-------- Dati di lavoro --------
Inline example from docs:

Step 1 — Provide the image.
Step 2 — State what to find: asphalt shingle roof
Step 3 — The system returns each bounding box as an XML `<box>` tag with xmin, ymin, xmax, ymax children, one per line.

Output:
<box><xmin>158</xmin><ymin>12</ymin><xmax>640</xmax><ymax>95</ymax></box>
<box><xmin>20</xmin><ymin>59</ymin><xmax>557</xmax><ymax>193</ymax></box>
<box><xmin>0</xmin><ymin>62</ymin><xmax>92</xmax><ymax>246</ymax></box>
--------
### Consegna:
Riscali tutte le righe qui sopra, richieste comprese, moltiplicando per 2,2 ogni coordinata dei riquadri di delimitazione nelle risposte. Arrotondi i risultati all'intero, con le metà arrotondate per eccesso.

### Soluzione dell'esercizio:
Inline example from docs:

Step 1 — Provide the image.
Step 2 — State what to find: asphalt shingle roof
Step 3 — The system returns each bounding box as an XML `<box>` tag with xmin, ymin, xmax, ymax children, one per line.

Output:
<box><xmin>348</xmin><ymin>26</ymin><xmax>1408</xmax><ymax>209</ymax></box>
<box><xmin>44</xmin><ymin>130</ymin><xmax>1225</xmax><ymax>425</ymax></box>
<box><xmin>0</xmin><ymin>136</ymin><xmax>202</xmax><ymax>541</ymax></box>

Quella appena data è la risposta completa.